I’ve never tried Milk Paint before! When my friend Michelle from The Junkyard Goddess offered to send out some samples I jumped at the chance. Milk Paint is all natural and non-toxic. Made from lime, casein (milk protein), calcium carbonate (chalk), and earth pigments.
The colors are intermixable and arrive in a powder form. I wanted a denim like blue to coordinate with the vintage indigo mud cloth I recently bought. Junkyard Goddess has a lovely blue called Aura, but it looked a little cobalt-y. Michelle suggested mixing it with a little Prana, a great lime green.
Can you see how the yellow in the green is going to pull the blue paint a little more indigo color? Playing with color is really one of my most favorite things.
Below is the “before” picture, with the cute package the sample size came in.
Mix up the paint powder with water and get to work! Milk paint is special in that it has a mind of its own. Depending on what it is applied to, it will either stick like crazy or chip off in little spots and generally give your piece a vintage feel. Makes perfect sense, since it is a heirloom kind of paint. I didn’t want this trunk to look shiny new, so milk paint is the perfect product. It brushed on easily and I could tell right away that it was going to be just the look I wanted. The base coat of old paint on the trunk was a light blue gray. So a light coat of milk paint was all I needed.
Mostly, it stuck really well. On this end of the trunk there wasn’t as much paint. The milk paint immediately started to peel up in these tiny chips, which I LOVE. Often when people use other types of paint and then distress the piece, they get a predictable look of worn away edges and obviously scrubbed and sanded areas. Milk paint gives a MUCH more authentic worn look.
The inside of the trunk was a mess. I initially thought I would simply be able to paint over the existing paint with a latex product. (I want it to be very clean and NOT chippy inside!) Well, circumstances prevented that idea. The old paint was coming off in horrible sheets.
I decided to instead paper the inside with pages from an old science book. Actually a book filled with questions and answers and nifty 60’s illustrations. I added some small casters underneath and now the trunk is a perfect table that rolls easily. I stenciled “Tucson Arizona Territory” on top just for fun, and finished the paint off with a thin coat of wax, which went on easily and buffed out fast.
I will definately use Junkyard Goddess milk paint again. I have a little powder left, so expect more soon!
PS I had planned to sell this trunk, but my son and his girlfriend were visiting from grad school recently and I heard this gasp when he saw it. So the trunk is now in Urbana, Illinois, where it can remind them of Tucson. That makes this momma happy!

## DATASET ENTRIES
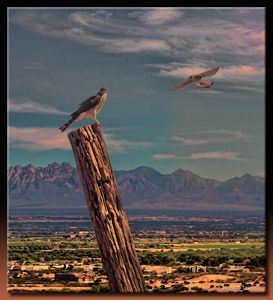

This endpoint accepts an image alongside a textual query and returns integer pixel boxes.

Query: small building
[55,273,93,283]
[141,265,172,274]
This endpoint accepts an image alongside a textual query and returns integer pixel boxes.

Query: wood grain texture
[68,124,146,293]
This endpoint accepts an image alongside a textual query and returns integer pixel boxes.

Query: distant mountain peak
[7,162,264,211]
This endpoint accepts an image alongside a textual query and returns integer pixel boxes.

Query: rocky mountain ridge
[7,163,265,211]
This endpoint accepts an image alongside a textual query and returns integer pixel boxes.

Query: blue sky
[8,8,265,180]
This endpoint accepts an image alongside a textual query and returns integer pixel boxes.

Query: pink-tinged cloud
[153,153,179,160]
[172,136,209,146]
[102,39,170,53]
[8,126,152,153]
[8,99,69,115]
[8,126,71,151]
[139,8,183,25]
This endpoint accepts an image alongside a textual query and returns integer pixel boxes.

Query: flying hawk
[59,87,107,132]
[171,67,219,91]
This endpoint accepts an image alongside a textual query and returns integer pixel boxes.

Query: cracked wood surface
[68,124,146,293]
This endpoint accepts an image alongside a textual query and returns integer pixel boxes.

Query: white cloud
[8,99,69,115]
[172,135,209,146]
[136,8,183,25]
[171,129,253,146]
[8,126,152,154]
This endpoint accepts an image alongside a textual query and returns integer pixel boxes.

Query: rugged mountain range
[7,163,265,211]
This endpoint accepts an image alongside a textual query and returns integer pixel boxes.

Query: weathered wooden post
[68,124,146,293]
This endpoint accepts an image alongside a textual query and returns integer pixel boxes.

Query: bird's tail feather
[59,118,74,132]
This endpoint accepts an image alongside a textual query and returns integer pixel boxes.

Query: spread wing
[71,95,101,117]
[171,79,193,91]
[195,67,219,77]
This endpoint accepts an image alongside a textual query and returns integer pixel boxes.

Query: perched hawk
[59,87,107,132]
[171,67,219,91]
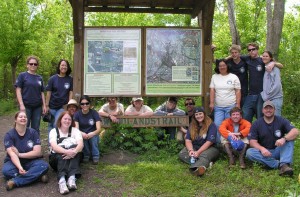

## WORK REQUIRED
Rewrite the passage of the trunk-painting text between "Mostly, it stuck" and "authentic worn look.", inclusive, putting "small" in place of "tiny". The records have nothing to do with the text about painting a trunk with milk paint.

## REPLY
Mostly, it stuck really well. On this end of the trunk there wasn’t as much paint. The milk paint immediately started to peel up in these small chips, which I LOVE. Often when people use other types of paint and then distress the piece, they get a predictable look of worn away edges and obviously scrubbed and sanded areas. Milk paint gives a MUCH more authentic worn look.